**** SELECTED EXTRACT ****

Figma AI’s search can be utilized to find a specific file that a screenshot may have lived in. No more clicking through dozens of wrong files! 😍
Thinking & Reasoning Models
Next up is The Professor or Thinking & Reasoning Models. Some of the name you may have heard include: o3, gemini 2.5, Claude Max. It’s likely that you’ve used these if you have used ChatGPT. They often have what’s known as a "chain of thought" process, in which you can see the model break down a task and break it down into logical steps. It can self-correct and try to understand a broader context to help give you an answer that may feel more accurate.
🛠️ Examples of how you might use Thinking & Reasoning Models in your workflow
ChatPRD: I’m sure most of you reading this have utilized ChatGPT to help generate documents in your work (your secret is safe with me 😉) but have you utilized ChatPRD? I’ve recently adopted this in my side-project design workflow to help me craft stronger PRDs. It’s trained on some best practices and popular product frameworks. I then use this PRD as markdown document to which I can use in Cursor to help provide my coding agent with context.

**** AVAILABLE DATA ****

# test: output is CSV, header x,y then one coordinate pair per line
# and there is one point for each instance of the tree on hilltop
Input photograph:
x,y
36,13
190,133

****

ASSIGNMENT
Pick up the piece on AI models in design work after its last sentence and carry it forward. The lines above are separate material, not part of the piece on AI models in design work.

EXERCISE RESPONSE
Agentic Models
Finally The Assistants. I think this model feels the least fuzzy to us, after all we’ve been using assistants for over a decade though arguably they’re not really lived up to the hype. These agentic models can connect to tools and data to actually do something. Older versions were more deterministic and fed 100s of predefined responses, just try asking Siri to do something more than check the weather. This year we’ve seen tech companies tease previews of updated assistants like Apple Intelligence, Alexa utilizing today’s generative LLMs. Time will tell how succesful they will be as a mainstream consumer technology. Regardless, there are many agent or tools that designers can leverage as part of your workflow:
Cursor: As I talked about above, Cursor is my prototyping tool of choice. What makes Cursor great is that you can leverage some of the strong coding agent models e.g. Claude Sonnet 4, GPT-4o.
OpenAI Operator: The latest autonomous Agent that opens and steers its own browser: seeing the page, clicking, typing, and scrolling - so it can carry out everyday web tasks, on your behalf. I’ve been leveraging it to build competitive experience snapshots for some personal projects. I can task the operator with conducting some research for me so that I can use that to inform my own design direction.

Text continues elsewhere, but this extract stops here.